#### PROVIDED RECORDS ####
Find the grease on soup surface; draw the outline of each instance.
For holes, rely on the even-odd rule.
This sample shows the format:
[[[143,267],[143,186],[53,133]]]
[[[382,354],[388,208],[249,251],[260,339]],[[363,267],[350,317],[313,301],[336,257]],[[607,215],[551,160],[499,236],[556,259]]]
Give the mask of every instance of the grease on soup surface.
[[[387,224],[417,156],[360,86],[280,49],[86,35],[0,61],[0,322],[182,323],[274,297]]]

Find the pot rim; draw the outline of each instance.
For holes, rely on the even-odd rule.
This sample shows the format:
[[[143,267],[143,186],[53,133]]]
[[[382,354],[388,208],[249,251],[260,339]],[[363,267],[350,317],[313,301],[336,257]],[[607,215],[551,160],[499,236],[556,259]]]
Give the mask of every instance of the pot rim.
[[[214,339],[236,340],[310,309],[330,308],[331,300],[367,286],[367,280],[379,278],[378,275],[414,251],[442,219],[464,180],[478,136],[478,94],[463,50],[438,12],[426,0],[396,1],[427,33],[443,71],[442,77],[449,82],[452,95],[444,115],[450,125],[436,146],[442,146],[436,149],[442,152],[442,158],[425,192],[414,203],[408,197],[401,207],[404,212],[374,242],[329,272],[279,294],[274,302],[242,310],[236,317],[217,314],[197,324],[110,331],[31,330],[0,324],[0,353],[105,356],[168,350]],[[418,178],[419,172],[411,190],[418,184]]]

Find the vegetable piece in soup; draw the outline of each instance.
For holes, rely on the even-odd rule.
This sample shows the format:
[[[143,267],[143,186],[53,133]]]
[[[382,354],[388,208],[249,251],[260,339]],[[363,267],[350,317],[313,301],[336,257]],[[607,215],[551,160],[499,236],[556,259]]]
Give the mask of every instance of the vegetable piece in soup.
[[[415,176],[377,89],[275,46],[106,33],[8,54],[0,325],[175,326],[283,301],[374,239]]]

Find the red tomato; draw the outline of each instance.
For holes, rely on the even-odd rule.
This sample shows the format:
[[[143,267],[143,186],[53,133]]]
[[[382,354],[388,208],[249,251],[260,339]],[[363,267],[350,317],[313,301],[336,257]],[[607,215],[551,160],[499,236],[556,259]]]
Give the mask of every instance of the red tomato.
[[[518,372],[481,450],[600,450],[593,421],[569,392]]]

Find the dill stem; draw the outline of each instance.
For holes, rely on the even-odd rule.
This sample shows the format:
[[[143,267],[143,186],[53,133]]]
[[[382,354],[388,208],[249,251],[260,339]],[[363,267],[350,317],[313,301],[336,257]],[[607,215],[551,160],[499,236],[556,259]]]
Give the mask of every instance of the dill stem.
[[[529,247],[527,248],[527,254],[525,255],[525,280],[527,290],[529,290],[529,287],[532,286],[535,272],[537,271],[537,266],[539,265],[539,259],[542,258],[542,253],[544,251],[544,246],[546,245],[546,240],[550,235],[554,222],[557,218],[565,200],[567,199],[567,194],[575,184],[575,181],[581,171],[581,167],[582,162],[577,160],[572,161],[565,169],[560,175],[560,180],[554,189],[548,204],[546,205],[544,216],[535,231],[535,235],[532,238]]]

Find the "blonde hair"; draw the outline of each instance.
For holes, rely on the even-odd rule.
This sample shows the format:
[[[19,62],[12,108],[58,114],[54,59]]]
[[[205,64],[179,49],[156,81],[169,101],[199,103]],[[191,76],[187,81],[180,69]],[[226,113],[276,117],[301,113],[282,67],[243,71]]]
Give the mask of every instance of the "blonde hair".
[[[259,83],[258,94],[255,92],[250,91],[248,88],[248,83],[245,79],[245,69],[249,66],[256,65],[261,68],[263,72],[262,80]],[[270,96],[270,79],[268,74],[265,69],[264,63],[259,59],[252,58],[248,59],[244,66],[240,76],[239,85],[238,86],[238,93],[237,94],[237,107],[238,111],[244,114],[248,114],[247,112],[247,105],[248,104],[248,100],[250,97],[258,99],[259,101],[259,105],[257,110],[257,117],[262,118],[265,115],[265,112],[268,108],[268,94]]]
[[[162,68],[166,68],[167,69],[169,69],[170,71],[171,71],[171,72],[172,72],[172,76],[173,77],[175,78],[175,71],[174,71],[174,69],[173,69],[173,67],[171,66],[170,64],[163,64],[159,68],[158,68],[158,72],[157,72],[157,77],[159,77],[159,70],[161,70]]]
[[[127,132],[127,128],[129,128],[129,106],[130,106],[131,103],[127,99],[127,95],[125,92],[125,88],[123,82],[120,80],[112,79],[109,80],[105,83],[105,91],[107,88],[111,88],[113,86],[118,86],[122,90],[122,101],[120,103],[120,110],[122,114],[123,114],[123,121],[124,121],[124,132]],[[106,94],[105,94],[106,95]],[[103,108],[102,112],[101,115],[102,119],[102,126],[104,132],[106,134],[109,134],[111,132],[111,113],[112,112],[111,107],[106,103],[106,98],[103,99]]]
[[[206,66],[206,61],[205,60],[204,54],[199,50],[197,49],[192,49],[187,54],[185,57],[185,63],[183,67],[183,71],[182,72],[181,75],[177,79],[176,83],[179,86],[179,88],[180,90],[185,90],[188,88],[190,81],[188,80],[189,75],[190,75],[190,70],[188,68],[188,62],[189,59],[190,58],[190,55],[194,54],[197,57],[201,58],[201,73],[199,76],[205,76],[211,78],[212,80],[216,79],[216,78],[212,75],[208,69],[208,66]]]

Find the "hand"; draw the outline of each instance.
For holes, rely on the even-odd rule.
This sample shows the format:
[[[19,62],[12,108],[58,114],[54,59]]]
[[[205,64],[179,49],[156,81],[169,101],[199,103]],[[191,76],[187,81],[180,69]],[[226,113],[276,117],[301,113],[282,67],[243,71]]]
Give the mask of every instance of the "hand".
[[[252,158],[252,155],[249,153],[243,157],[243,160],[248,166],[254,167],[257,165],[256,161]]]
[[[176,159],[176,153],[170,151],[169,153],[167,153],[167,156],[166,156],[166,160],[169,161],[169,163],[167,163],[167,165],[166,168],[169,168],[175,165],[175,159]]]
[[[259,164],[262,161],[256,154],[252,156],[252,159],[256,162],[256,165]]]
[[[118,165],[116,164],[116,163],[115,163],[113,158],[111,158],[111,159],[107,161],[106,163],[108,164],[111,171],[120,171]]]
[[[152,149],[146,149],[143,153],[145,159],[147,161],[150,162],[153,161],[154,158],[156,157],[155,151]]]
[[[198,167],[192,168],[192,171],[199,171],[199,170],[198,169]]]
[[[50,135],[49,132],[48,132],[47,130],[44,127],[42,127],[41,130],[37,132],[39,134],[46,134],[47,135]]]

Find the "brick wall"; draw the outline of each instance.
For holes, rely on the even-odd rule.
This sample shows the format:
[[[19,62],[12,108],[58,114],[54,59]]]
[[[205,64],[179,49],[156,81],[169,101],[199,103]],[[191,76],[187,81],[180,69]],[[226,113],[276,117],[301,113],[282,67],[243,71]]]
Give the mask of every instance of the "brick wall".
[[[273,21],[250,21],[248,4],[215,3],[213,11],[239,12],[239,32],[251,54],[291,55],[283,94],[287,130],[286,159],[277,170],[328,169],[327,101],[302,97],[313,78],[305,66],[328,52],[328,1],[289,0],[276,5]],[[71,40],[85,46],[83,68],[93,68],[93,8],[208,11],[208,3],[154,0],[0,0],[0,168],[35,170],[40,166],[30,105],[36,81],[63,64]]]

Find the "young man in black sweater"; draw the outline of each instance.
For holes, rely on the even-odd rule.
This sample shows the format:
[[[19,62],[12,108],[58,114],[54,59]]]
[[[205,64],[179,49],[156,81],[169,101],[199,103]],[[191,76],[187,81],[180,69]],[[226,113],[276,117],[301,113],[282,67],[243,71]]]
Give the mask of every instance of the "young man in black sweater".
####
Transcribe the material above in its entirety. Match it exactly.

Find the grease on soup surface; draw the outline of each instance.
For holes, rely on the even-odd rule.
This sample shows the format:
[[[143,267],[143,186],[53,133]]]
[[[382,354],[388,208],[249,251],[260,339]],[[363,267],[350,317],[313,301],[336,257]],[[607,215],[551,160],[499,236],[556,259]]]
Give the mask of every instance of the grease on soup surface.
[[[387,224],[417,156],[360,86],[280,49],[86,35],[0,61],[0,322],[182,323],[274,297]]]

Find the pot rim; draw the outline of each instance.
For holes, rely on the even-odd rule.
This sample shows the format:
[[[143,267],[143,186],[53,133]]]
[[[382,354],[388,208],[249,251],[260,339]],[[363,267],[350,317],[313,301],[336,257]],[[607,215],[551,160],[499,236],[556,259]]]
Give the mask of every instance of the pot rim.
[[[214,339],[236,340],[310,309],[330,308],[331,300],[367,286],[367,280],[379,278],[378,275],[414,251],[442,219],[464,180],[478,136],[478,94],[463,50],[438,12],[426,0],[396,1],[427,33],[443,71],[442,77],[449,82],[452,95],[444,115],[450,125],[436,146],[442,146],[436,149],[442,152],[442,158],[425,192],[414,203],[408,197],[401,207],[404,212],[374,242],[329,272],[279,294],[274,302],[242,310],[236,317],[217,314],[197,324],[110,331],[31,330],[0,324],[0,353],[105,356],[168,350]],[[418,178],[419,172],[411,190],[418,184]]]

Find the vegetable piece in soup; draw the outline of each instance.
For holes, rely on the even-odd rule.
This sample shows the format:
[[[143,267],[143,186],[53,133]]]
[[[382,354],[388,208],[249,251],[260,339]],[[363,267],[350,317],[313,301],[336,257]],[[607,215],[551,160],[499,236],[556,259]]]
Give the mask of every instance of the vegetable piece in soup.
[[[415,176],[377,89],[275,46],[106,33],[8,54],[0,325],[175,326],[283,301],[374,239]]]

Find the red tomato; draw the outline of each instance.
For holes, rely on the even-odd rule.
This sample shows the format:
[[[143,267],[143,186],[53,133]]]
[[[382,354],[388,208],[249,251],[260,339]],[[363,267],[350,317],[313,301],[336,257]],[[607,215],[551,160],[499,236],[556,259]]]
Give the mask of every instance of the red tomato.
[[[518,372],[481,450],[600,450],[593,421],[569,392]]]

Find the dill stem; draw the outline of each instance.
For holes, rely on the even-odd rule.
This sample shows the format:
[[[143,267],[143,186],[53,133]]]
[[[382,354],[388,208],[249,251],[260,339]],[[363,267],[350,317],[313,301],[336,257]],[[607,215],[551,160],[499,236],[556,259]]]
Give the mask of every instance of the dill stem.
[[[529,247],[527,248],[527,254],[525,255],[525,280],[527,290],[529,290],[529,287],[532,286],[535,272],[537,271],[537,266],[539,265],[539,259],[542,258],[542,253],[544,251],[544,246],[546,245],[546,240],[550,235],[554,222],[557,218],[565,200],[567,199],[567,194],[575,184],[575,181],[581,171],[581,167],[582,162],[577,160],[572,161],[565,169],[560,175],[560,180],[554,189],[548,204],[546,205],[544,216],[535,231],[535,235],[532,238]]]

Find the "blonde hair"; draw the outline of each instance.
For holes, rely on the even-odd rule.
This sample shows the format:
[[[19,62],[12,108],[58,114],[54,59]]]
[[[205,64],[179,49],[156,81],[169,101],[199,103]],[[191,76],[187,81],[180,69]],[[226,113],[276,117],[301,113],[282,67],[243,71]]]
Give the mask of every instance of the "blonde hair".
[[[259,83],[258,94],[255,92],[250,91],[248,88],[248,83],[245,79],[245,69],[249,66],[256,65],[261,68],[263,72],[262,80]],[[270,96],[270,79],[268,74],[265,69],[264,63],[259,59],[252,58],[248,59],[244,66],[240,76],[239,85],[238,86],[238,93],[237,94],[237,107],[238,111],[244,114],[248,114],[247,112],[247,105],[248,104],[248,100],[250,97],[258,99],[259,101],[259,105],[257,110],[257,117],[262,118],[265,115],[265,112],[268,108],[268,94]]]
[[[162,68],[166,68],[167,69],[169,69],[170,71],[171,71],[171,72],[172,72],[172,76],[173,77],[175,78],[175,71],[174,71],[174,69],[173,69],[173,67],[171,66],[170,64],[163,64],[159,68],[158,68],[158,72],[157,72],[157,77],[159,77],[159,70],[161,70]]]
[[[127,132],[127,128],[129,128],[129,106],[130,106],[131,103],[127,99],[127,95],[125,92],[125,88],[123,82],[120,80],[112,79],[109,80],[105,83],[105,91],[107,88],[111,88],[113,86],[118,86],[122,90],[122,101],[120,103],[120,110],[122,114],[123,114],[123,121],[124,121],[124,132]],[[106,94],[105,94],[106,95]],[[103,108],[102,112],[101,115],[102,119],[102,126],[104,132],[106,134],[109,134],[111,132],[111,113],[112,112],[111,107],[106,103],[106,98],[103,99]]]
[[[206,66],[206,61],[205,60],[204,54],[199,50],[197,49],[192,49],[187,54],[185,57],[185,63],[183,67],[183,71],[182,72],[181,75],[177,79],[176,83],[179,86],[179,88],[180,90],[185,90],[188,88],[190,81],[188,80],[189,75],[190,75],[190,70],[188,68],[188,62],[189,59],[190,58],[190,55],[194,54],[197,57],[201,58],[201,73],[199,76],[205,76],[211,78],[212,80],[216,79],[216,78],[212,75],[208,69],[208,66]]]

Find the "hand"; draw the outline of each instance.
For holes, rely on the even-odd rule.
This sample shows the format:
[[[19,62],[12,108],[58,114],[54,59]]]
[[[205,64],[179,49],[156,81],[169,101],[199,103]],[[191,76],[187,81],[180,69]],[[226,113],[276,117],[301,113],[282,67],[243,71]]]
Give the mask of every instance of the "hand".
[[[252,158],[252,155],[249,153],[243,157],[243,160],[248,166],[254,167],[257,165],[256,161]]]
[[[176,159],[176,153],[170,151],[169,153],[167,153],[167,156],[166,156],[166,160],[169,161],[169,163],[167,163],[167,165],[166,168],[169,168],[175,165],[175,159]]]
[[[259,164],[262,161],[256,154],[252,156],[252,159],[256,162],[256,165]]]
[[[118,165],[116,164],[116,163],[115,163],[113,158],[111,158],[111,159],[107,161],[106,163],[108,164],[111,171],[120,171]]]
[[[152,149],[146,149],[143,153],[145,159],[147,161],[150,162],[153,161],[154,158],[156,157],[155,151]]]
[[[198,167],[192,168],[192,171],[199,171],[199,170],[198,169]]]
[[[50,135],[49,132],[48,132],[47,130],[44,127],[42,127],[41,130],[37,132],[39,134],[46,134],[47,135]]]

Find the "brick wall"; draw the outline of each instance.
For holes, rely on the even-odd rule.
This sample shows the format:
[[[19,62],[12,108],[58,114],[54,59]]]
[[[205,64],[179,49],[156,81],[169,101],[199,103]],[[191,76],[187,81],[180,69]],[[226,113],[276,117],[301,113],[282,67],[243,71]]]
Give the mask of every instance of the "brick wall".
[[[273,21],[250,21],[248,4],[215,3],[213,11],[239,12],[239,32],[251,54],[291,55],[283,94],[287,130],[286,159],[277,170],[328,169],[327,101],[302,97],[313,78],[305,66],[328,52],[328,1],[289,0],[276,5]],[[71,40],[85,46],[83,68],[93,68],[93,8],[208,11],[208,3],[154,0],[0,0],[0,168],[35,170],[40,166],[30,105],[36,81],[63,64]]]

Find the "young man in black sweater"; draw the outline of each instance.
For holes, rely on the even-odd rule.
This sample shows the format:
[[[19,62],[12,108],[58,114],[54,59]]]
[[[205,64],[179,49],[156,81],[169,101],[199,103]],[[191,76],[187,81],[180,69]],[[226,113],[276,117],[301,113],[282,67],[243,71]]]
Give the mask of every instance of the "young man in black sweater".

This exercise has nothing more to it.